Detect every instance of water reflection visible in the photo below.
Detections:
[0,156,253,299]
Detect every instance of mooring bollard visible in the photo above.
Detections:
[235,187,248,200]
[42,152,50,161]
★ ★ ★ ★
### INSTRUCTIONS TO FOLLOW
Rewrite the records above, replacing every "Detections" with "Found boxes" and leaving everything else unchanged.

### FINISHED ANSWER
Detect every instance of water reflection visible in the photo below.
Found boxes:
[0,156,253,299]
Detect every instance of mooring bollard visible in the photo above.
Found boxes:
[235,187,248,200]
[42,152,50,161]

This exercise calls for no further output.